===== Bacaan Pilihan

Kamis, 15 Januari 2009

JS KAMDHI: TETESAN EMBUN JANUARI 2009

TetesaN Embun

Januari 2009

Berserah dalam Pelayanan

TAHUN BARU NO. 01/Th. I/1/2009

Mengapa Tetesan Embun?

Kini, kebenaran telah punah di negeri jamzrud khatulistiwa. Kebohongan, pura-pura, kepalsuan, bertebaran di setiap jengkal. Terganggulah relasi. Hilanglah dialog batin rohani. Suasana hidup penuh rekayasa. Basa-basi, tak ada spontanitas.

Sayang, banyak orang menolak yang benar. Yang benar menjadi samar. Yang jujur menjadi hancur. Yang adil menjadi kerdil. Yang setia merana! Menyatakan dan mengatakan yang tidak benar menjada ”gaya hidup”. Benarlah filsuf-penyair John Wolgang von Gothe, ”Kebenaran adalah cahaya yang menyilaukan, sehingga orang lebih suka menutup mata.”

Dari dunia binatang kita bisa belajar bagaimana berinteraksi, bersosialisasi, dan bertahan dalam tantangan-himpitan-cobaan. Seolah, binatang dibekali kemampuan menyesuaikan diri. Ikan, misalnya, meskipun hidup di laut dengan air yang asin, tetapi tidak menjadi asin. Ada daya yang luar biasa hingga tak dilibas situasi, tetapi mampu menciptakan situasi. Tidak terkondisikan, tetapi mengkondisikan.

Lalu, dengan langkah dan gerak jiwa manakah tahun baru, 2009, akan kita jalani?

==========

Petik tanpa mengubah satu huruf pun bagian dari bacaan Tetesan Embun di atas, mulai dari kata-kata yang memuat "Kamis, 15 Januari" dan berhenti setelah "Mengapa Tetesan Embun?".

===== Bahan yang Diberikan

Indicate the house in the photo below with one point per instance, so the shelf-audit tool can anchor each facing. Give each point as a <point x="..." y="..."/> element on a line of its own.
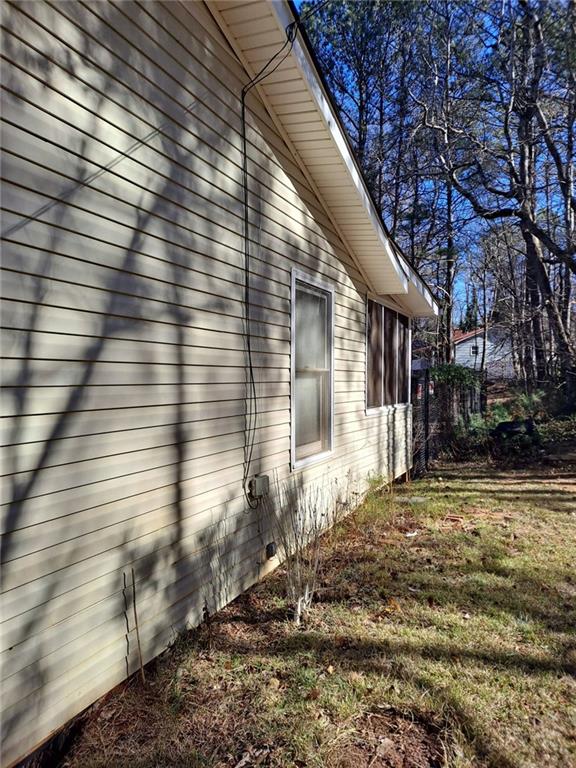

==========

▶ **Jawaban Tugas**:
Kamis, 15 Januari 2009

JS KAMDHI: TETESAN EMBUN JANUARI 2009

TetesaN Embun

Januari 2009

Berserah dalam Pelayanan

TAHUN BARU NO. 01/Th. I/1/2009

Mengapa Tetesan Embun?